### Pointing dataset records
* BEGIN *

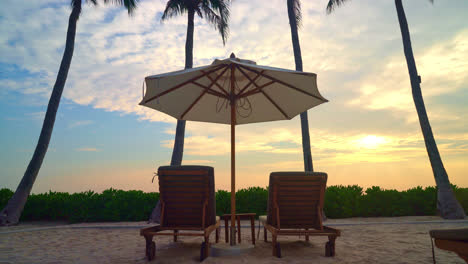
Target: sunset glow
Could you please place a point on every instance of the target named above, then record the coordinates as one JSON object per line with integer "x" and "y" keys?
{"x": 367, "y": 134}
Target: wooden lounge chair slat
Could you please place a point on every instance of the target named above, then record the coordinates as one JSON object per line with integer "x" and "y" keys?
{"x": 295, "y": 203}
{"x": 188, "y": 204}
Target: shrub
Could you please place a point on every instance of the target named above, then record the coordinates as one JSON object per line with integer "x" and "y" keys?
{"x": 118, "y": 205}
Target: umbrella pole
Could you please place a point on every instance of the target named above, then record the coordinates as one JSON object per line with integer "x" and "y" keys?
{"x": 233, "y": 174}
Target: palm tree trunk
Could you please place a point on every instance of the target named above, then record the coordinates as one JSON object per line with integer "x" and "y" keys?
{"x": 11, "y": 213}
{"x": 178, "y": 151}
{"x": 446, "y": 202}
{"x": 308, "y": 165}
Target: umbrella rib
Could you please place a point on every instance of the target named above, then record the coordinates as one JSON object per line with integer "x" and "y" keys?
{"x": 194, "y": 102}
{"x": 251, "y": 81}
{"x": 275, "y": 104}
{"x": 283, "y": 83}
{"x": 182, "y": 84}
{"x": 257, "y": 90}
{"x": 210, "y": 91}
{"x": 215, "y": 81}
{"x": 203, "y": 93}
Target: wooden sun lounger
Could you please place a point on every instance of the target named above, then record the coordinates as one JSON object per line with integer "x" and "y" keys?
{"x": 187, "y": 204}
{"x": 455, "y": 240}
{"x": 295, "y": 202}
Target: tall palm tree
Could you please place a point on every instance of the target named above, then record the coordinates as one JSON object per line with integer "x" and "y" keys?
{"x": 294, "y": 15}
{"x": 447, "y": 204}
{"x": 217, "y": 14}
{"x": 11, "y": 213}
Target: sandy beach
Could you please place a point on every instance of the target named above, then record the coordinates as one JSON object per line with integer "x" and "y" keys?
{"x": 363, "y": 240}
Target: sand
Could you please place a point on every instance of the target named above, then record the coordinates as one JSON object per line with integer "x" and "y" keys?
{"x": 363, "y": 240}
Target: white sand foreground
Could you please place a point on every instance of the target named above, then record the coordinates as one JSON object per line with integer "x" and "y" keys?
{"x": 363, "y": 240}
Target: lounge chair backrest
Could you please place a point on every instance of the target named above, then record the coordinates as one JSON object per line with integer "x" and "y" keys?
{"x": 299, "y": 197}
{"x": 185, "y": 193}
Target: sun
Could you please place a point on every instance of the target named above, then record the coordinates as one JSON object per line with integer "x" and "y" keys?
{"x": 371, "y": 141}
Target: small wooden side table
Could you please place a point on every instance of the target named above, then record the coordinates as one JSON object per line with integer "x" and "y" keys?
{"x": 239, "y": 217}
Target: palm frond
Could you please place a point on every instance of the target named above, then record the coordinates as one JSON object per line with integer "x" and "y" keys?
{"x": 296, "y": 4}
{"x": 333, "y": 4}
{"x": 217, "y": 13}
{"x": 174, "y": 8}
{"x": 94, "y": 2}
{"x": 76, "y": 5}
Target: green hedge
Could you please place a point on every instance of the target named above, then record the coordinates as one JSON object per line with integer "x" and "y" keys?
{"x": 118, "y": 205}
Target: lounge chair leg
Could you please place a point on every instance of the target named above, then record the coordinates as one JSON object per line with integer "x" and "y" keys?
{"x": 330, "y": 246}
{"x": 276, "y": 247}
{"x": 226, "y": 231}
{"x": 150, "y": 248}
{"x": 205, "y": 249}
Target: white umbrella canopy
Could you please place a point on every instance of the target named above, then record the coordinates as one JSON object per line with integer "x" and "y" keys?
{"x": 232, "y": 91}
{"x": 261, "y": 93}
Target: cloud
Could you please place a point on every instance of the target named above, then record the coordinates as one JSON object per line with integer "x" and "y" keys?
{"x": 443, "y": 68}
{"x": 87, "y": 149}
{"x": 80, "y": 123}
{"x": 36, "y": 115}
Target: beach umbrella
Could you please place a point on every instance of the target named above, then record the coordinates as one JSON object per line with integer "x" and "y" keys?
{"x": 235, "y": 92}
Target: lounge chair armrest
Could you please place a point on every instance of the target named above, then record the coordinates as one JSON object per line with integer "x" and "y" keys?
{"x": 277, "y": 215}
{"x": 205, "y": 205}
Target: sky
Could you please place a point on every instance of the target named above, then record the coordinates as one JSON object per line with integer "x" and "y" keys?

* END *

### Problem
Keep the pictures out and write out the records exactly.

### Solution to the exercise
Target: sunset glow
Could you please place a point on every instance of the target named above, then record the coordinates as one JSON object per line with integer "x" and "y" keys?
{"x": 367, "y": 134}
Target: wooden lounge chair slat
Could you please place a point on every instance of the target named above, then record the coordinates as one JSON object per line with integer "x" and "y" keys?
{"x": 295, "y": 203}
{"x": 188, "y": 204}
Target: shrub
Could you please place a point on every instance of the target named above, then record the coordinates as one JSON object per line with integer "x" and "y" keys?
{"x": 118, "y": 205}
Target: umbrella pole
Could you please place a point on every instance of the target named above, then record the coordinates as one JSON object per line with integer "x" and "y" keys?
{"x": 233, "y": 174}
Target: palm tree trunk
Could you please place a point on every instance of the target named above, then record the coordinates as one JSON object per line with integer "x" and "y" keys?
{"x": 11, "y": 213}
{"x": 178, "y": 151}
{"x": 446, "y": 202}
{"x": 308, "y": 165}
Target: umbrella rib
Could you please place a point on every instance of the target named above, then record the coordinates as one JSON object per line with integer "x" and "y" keys?
{"x": 194, "y": 102}
{"x": 251, "y": 81}
{"x": 275, "y": 104}
{"x": 283, "y": 83}
{"x": 182, "y": 84}
{"x": 257, "y": 90}
{"x": 210, "y": 91}
{"x": 215, "y": 81}
{"x": 203, "y": 93}
Target: wooden sun lounger
Could you please place a point on every instance of the target named above, then record the coordinates as one JSON object per line with integer "x" and "y" keys?
{"x": 187, "y": 204}
{"x": 455, "y": 240}
{"x": 295, "y": 202}
Target: tall palm tree
Could you please place a point on every instance of the target named above, then record the coordinates as one JSON object per line with integer "x" and "y" keys?
{"x": 294, "y": 15}
{"x": 447, "y": 204}
{"x": 217, "y": 14}
{"x": 11, "y": 213}
Target: sandy beach
Could you please place a point on every instance of the target named above, then record the coordinates as one JSON object per line with integer "x" and "y" keys?
{"x": 363, "y": 240}
Target: sand
Could you please place a point on every instance of the target named above, then record the coordinates as one JSON object per line with integer "x" and "y" keys?
{"x": 363, "y": 240}
Target: white sand foreground
Could you please place a point on every instance of the target named above, then record the coordinates as one JSON object per line with integer "x" and "y" keys?
{"x": 363, "y": 240}
Target: lounge chair backrest
Could you please place a point on every instance of the target named above, then record the coordinates as one JSON object per line with integer "x" and "y" keys?
{"x": 299, "y": 197}
{"x": 185, "y": 193}
Target: sun
Could you please place a point on every instance of the target named above, then record the coordinates as one JSON object per line with integer "x" and "y" keys?
{"x": 371, "y": 141}
Target: small wooden side table
Could you please place a point on every instance of the target named above, then record the coordinates as one JSON object per line with integer "x" and "y" keys?
{"x": 239, "y": 217}
Target: palm frond
Could you please place a point on every instance of the target named above, then record the coordinates as one JSON object per line with integer "x" and "y" keys?
{"x": 296, "y": 4}
{"x": 333, "y": 4}
{"x": 217, "y": 13}
{"x": 174, "y": 8}
{"x": 94, "y": 2}
{"x": 76, "y": 5}
Target: green hedge
Could you please place a point on every instance of the target named above, then record the coordinates as one JSON object per line with integer "x" and "y" keys?
{"x": 118, "y": 205}
Target: lounge chair leg
Could you please place a point on every instance of the target named above, then record the coordinates as one JSON object per line with integer "x" and "y" keys?
{"x": 330, "y": 246}
{"x": 276, "y": 247}
{"x": 226, "y": 231}
{"x": 150, "y": 248}
{"x": 205, "y": 249}
Target: white umbrella canopy
Could you please place a point on every instance of the target named above, then record the coordinates as one JSON object per line with integer "x" and "y" keys?
{"x": 232, "y": 91}
{"x": 261, "y": 93}
Target: cloud
Could you please place a point on every instance of the target named above, then record the coordinates as one JSON object per line with integer "x" and "y" keys?
{"x": 443, "y": 68}
{"x": 87, "y": 149}
{"x": 80, "y": 123}
{"x": 36, "y": 115}
Target: beach umbrella
Could you please place a point on every instance of the target named above, then record the coordinates as one JSON object per line with integer "x" and "y" keys?
{"x": 235, "y": 92}
Target: lounge chair armrest
Could you please place a point on every instance of the target named above, then record the coordinates as one JSON object per line with integer "x" and "y" keys?
{"x": 277, "y": 215}
{"x": 205, "y": 205}
Target: sky
Could you please place a point on every instance of the target named above, then record the coordinates as one JSON object per line with integer "x" and "y" keys?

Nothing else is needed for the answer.